I have two kids (although one is in college and the other is a sophomore in High School. We have always had dogs. Now that are kids are just about grown and almost out of the house they joke with us that Bear had become our third child.
I think we have paid more attention to Bear than past dogs maybe anticipating being empty nesters, but he will always be a member of our family and not a child replacement.


----------



## cassadee7 (Nov 26, 2009)

I have five kids so not lonely! But when my youngest started kindergarten is when I wanted a puppy  So yeah, a little bit of wanting a baby at home might have seeped in there! We did already have a (small) family dog but I wanted a new hobby, so I got a GSD specifically for dog sports... and the puppy phase helped ease my empty nest a little!


----------



## Capone22 (Sep 16, 2012)

sparra said:


> I have had dogs throughout my life.....have never not had a dog.
> As a child growing up we had dogs.
> As a single person working I had a dog.
> As a married mother of two young children......still have dogs.
> They have always been there and will always be there......simple as that.


This!! I have two children and two dogs. 


Sent from my iPhone using PG Free


----------



## rangersdad (Sep 20, 2012)

I've always had a dog. My wife and I 've been married 30 years and have children (grown now, but still in our lives) but the dog is a dog, not a child! I love animals and dogs in particular. I don't think I'd be happy living without one.


----------



## bocron (Mar 15, 2009)

LOL, great timing on the post. Today was one of those days where'd I'd give my kingdom to be alone for just a few. I have 2 kids, plus a couple of volunteer kids (kids' friends who hang here all the time) 2 cats and 12 dogs, plus all the daycare/boarding and training dogs throughout the week. Our training business is on our property so the 2 people who work for us are in and out of the house depending on what we're working on. 
My husband and I are both trainers, so the dogs are our passion and livelihood all rolled up in one. Our financial advisor told us recently that if we sold the property and lived wisely on our retirement fund (nothing fancy, just day to day) we could retire in a few years and we looked at each other and said, Nah, we'd end up starting a training club or something again anyway so might as well stay the course.
::::::::
TASKS AND EXERCISES.
• A. In the forum thread, how many dogs does bocron say the household has?
• B. In the records, take the lines from the one containing "Where can the restaurant" through the end of the records, and swap every "marker" for "pin". Return only those lines with nothing else changed.
The forum thread and the records that follow it are unrelated material.

RECORDS FOR THIS TASK.
::::::::
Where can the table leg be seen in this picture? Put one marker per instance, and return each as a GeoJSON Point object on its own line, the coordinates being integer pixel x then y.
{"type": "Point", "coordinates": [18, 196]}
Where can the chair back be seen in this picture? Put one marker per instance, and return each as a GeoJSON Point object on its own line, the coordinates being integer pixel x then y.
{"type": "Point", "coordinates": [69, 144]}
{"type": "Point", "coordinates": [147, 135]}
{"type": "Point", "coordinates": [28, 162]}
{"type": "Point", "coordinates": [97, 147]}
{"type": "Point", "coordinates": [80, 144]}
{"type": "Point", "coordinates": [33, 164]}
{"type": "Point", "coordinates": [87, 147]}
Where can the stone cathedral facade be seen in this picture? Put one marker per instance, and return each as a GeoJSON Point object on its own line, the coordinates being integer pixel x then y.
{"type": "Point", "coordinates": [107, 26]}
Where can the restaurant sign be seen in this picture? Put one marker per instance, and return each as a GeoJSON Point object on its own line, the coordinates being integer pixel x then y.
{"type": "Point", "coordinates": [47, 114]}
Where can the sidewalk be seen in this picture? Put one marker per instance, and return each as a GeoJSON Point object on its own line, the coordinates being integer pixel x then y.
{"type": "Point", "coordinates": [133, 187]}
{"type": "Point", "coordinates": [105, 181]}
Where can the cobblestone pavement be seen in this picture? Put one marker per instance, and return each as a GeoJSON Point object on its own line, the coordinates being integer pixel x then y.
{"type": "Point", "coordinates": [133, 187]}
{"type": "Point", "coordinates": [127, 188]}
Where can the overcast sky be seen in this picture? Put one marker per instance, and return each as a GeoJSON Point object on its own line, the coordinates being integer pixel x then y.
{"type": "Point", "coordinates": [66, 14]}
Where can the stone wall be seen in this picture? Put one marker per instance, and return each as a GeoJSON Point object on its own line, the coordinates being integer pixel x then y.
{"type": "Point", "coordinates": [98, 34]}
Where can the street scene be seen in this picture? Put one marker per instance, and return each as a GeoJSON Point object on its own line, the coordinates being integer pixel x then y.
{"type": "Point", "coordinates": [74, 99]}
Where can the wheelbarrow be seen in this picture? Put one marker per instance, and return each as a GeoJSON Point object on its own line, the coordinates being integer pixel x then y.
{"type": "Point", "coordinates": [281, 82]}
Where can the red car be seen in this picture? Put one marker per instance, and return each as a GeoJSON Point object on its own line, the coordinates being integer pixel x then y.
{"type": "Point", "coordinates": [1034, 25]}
::::::::
RESULTS FOR THE EXERCISE.
• A. 12 dogs

• B.
Where can the restaurant sign be seen in this picture? Put one pin per instance, and return each as a GeoJSON Point object on its own line, the coordinates being integer pixel x then y.
{"type": "Point", "coordinates": [47, 114]}
Where can the sidewalk be seen in this picture? Put one pin per instance, and return each as a GeoJSON Point object on its own line, the coordinates being integer pixel x then y.
{"type": "Point", "coordinates": [133, 187]}
{"type": "Point", "coordinates": [105, 181]}
Where can the cobblestone pavement be seen in this picture? Put one pin per instance, and return each as a GeoJSON Point object on its own line, the coordinates being integer pixel x then y.
{"type": "Point", "coordinates": [133, 187]}
{"type": "Point", "coordinates": [127, 188]}
Where can the overcast sky be seen in this picture? Put one pin per instance, and return each as a GeoJSON Point object on its own line, the coordinates being integer pixel x then y.
{"type": "Point", "coordinates": [66, 14]}
Where can the stone wall be seen in this picture? Put one pin per instance, and return each as a GeoJSON Point object on its own line, the coordinates being integer pixel x then y.
{"type": "Point", "coordinates": [98, 34]}
Where can the street scene be seen in this picture? Put one pin per instance, and return each as a GeoJSON Point object on its own line, the coordinates being integer pixel x then y.
{"type": "Point", "coordinates": [74, 99]}
Where can the wheelbarrow be seen in this picture? Put one pin per instance, and return each as a GeoJSON Point object on its own line, the coordinates being integer pixel x then y.
{"type": "Point", "coordinates": [281, 82]}
Where can the red car be seen in this picture? Put one pin per instance, and return each as a GeoJSON Point object on its own line, the coordinates being integer pixel x then y.
{"type": "Point", "coordinates": [1034, 25]}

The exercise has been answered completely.